(Required actions):
1. List each shortcoming that the inter-rater reliability text says many studies have.
2. Answer these from the inter-rater reliability text below:
(a) What university is the author affiliated with?
(b) For which two programs does the text provide syntax?
(c) Which two statistics does that syntax compute?
3. Resume the inter-rater reliability text after its last sentence and carry it forward.

(Source document):
• • • • •

Inter-Rater Reliability: Assessing Agreement among Observers in Research | Exams Psychology

Tutorials in Quantitative Methods for Psychology

2012, Vol. 8(1), p. 23-34.

Computing Inter-Rater Reliability for Observational Data:

An Overview and Tutorial

Kevin A. Hallgren

University of New Mexico

Many research designs require the assessment of inter-rater reliability (IRR) to

demonstrate consistency among observational ratings provided by multiple coders.

However, many studies use incorrect statistical procedures, fail to fully report the

information necessary to interpret their results, or do not address how IRR affects the

power of their subsequent analyses for hypothesis testing. This paper provides an

overview of methodological issues related to the assessment of IRR with a focus on

study design, selection of appropriate statistics, and the computation, interpretation,

and reporting of some commonly-used IRR statistics. Computational examples include

SPSS and R syntax for computing Cohen’s kappa and intra-class correlations to assess

IRR.

• • • • •

(Dataset section):
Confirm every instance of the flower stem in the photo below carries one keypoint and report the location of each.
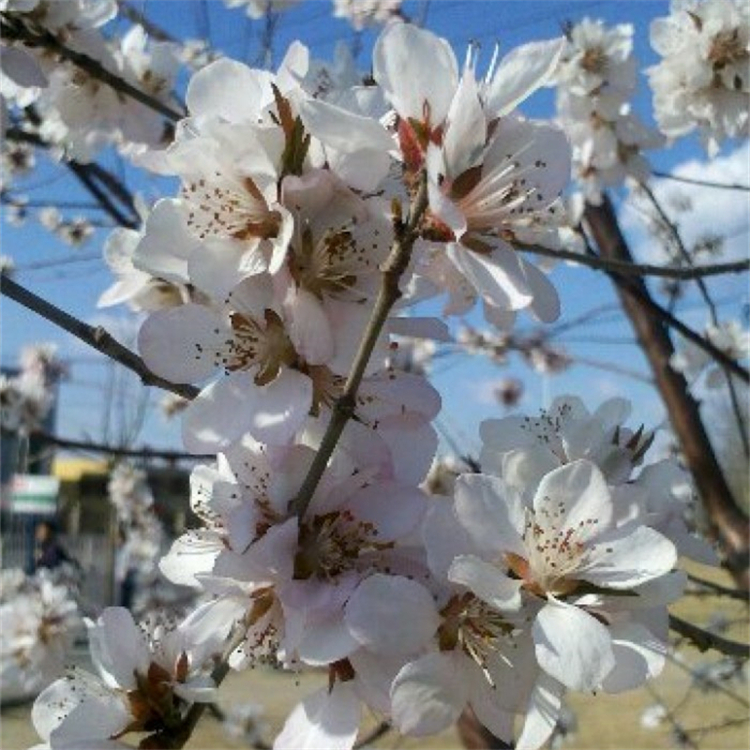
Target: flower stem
(389, 293)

• • • • •

(Answers to the exercises):
1.
- They use incorrect statistical procedures.
- They fail to fully report the information needed to interpret their results.
- They do not address how IRR affects the power of their later analyses for hypothesis testing.

2.
(a) University of New Mexico
(b) SPSS and R
(c) Cohen's kappa and intra-class correlations

3.
The assessment of inter-rater reliability (IRR, also called

inter-rater agreement) is often necessary for research designs

where data are collected through ratings provided by

trained or untrained coders. However, many studies use

incorrect statistical analyses to compute IRR, misinterpret

the results from IRR analyses, or fail to consider the

implications that IRR estimates have on statistical power for

subsequent analyses.

This paper will provide an overview of methodological

issues related to the assessment of IRR, including aspects of

study design, selection and computation of appropriate IRR

statistics, and interpreting and reporting results.

Computational examples include SPSS and R syntax for

computing Cohen’s kappa for nominal variables and intra-

class correlations (ICCs) for ordinal, interval, and ratio

variables. Although it is beyond the scope of the current

paper to provide a comprehensive review of the many IRR

statistics that are available, references will be provided to

other IRR statistics suitable for designs not covered in this

tutorial.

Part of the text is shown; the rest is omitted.